AIM OF THE TASK :: Pick out each line of the listing below that contains the word "white", and copy those lines.

[Data records]
↓↓↓
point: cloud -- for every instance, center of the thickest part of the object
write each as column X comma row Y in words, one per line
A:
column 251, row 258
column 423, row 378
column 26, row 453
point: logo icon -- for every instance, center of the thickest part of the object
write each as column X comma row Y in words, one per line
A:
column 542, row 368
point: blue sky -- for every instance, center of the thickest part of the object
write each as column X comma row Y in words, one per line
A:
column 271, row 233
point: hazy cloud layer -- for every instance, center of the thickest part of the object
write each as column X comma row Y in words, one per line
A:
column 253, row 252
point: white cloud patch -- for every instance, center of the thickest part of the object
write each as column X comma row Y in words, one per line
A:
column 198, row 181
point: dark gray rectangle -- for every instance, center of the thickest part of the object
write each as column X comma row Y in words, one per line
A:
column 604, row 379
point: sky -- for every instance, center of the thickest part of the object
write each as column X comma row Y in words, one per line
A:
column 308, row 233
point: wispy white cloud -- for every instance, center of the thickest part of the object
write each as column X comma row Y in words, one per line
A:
↑↑↑
↓↓↓
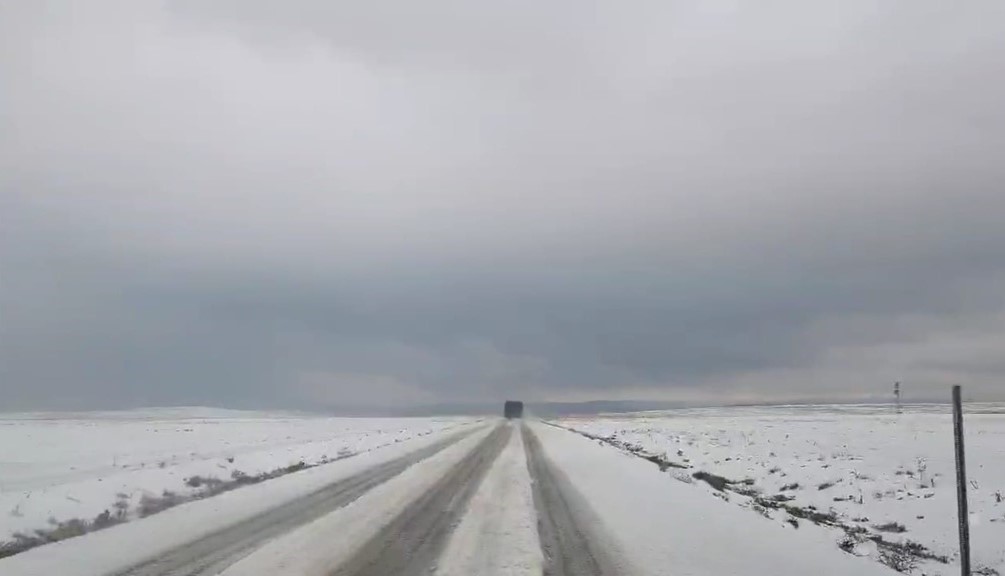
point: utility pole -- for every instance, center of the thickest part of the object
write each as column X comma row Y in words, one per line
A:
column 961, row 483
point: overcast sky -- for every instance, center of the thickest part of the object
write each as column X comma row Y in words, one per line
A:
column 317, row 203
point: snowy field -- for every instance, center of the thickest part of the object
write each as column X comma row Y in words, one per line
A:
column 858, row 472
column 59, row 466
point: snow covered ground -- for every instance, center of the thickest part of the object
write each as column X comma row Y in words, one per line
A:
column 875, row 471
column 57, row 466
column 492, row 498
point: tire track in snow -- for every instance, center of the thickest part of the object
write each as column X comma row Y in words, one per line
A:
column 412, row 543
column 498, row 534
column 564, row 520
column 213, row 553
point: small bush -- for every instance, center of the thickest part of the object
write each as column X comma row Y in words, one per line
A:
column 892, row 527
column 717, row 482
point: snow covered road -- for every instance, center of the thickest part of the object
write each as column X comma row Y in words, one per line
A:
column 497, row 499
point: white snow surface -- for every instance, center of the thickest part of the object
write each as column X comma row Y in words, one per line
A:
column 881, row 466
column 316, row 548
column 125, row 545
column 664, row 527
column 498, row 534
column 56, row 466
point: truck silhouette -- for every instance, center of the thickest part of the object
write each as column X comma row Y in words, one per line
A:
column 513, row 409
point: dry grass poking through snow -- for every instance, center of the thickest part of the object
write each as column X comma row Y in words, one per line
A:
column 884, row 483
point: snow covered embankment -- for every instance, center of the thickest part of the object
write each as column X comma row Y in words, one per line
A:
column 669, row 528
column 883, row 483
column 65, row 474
↑↑↑
SOLUTION FOR THIS TASK ::
point: white cloud patch -- for every instance, center of the thickest part of the object
point: wispy white cloud -- for every instance, center of the thickest part of the object
point: white snow surface -- for every instance, center of the thickest part of the object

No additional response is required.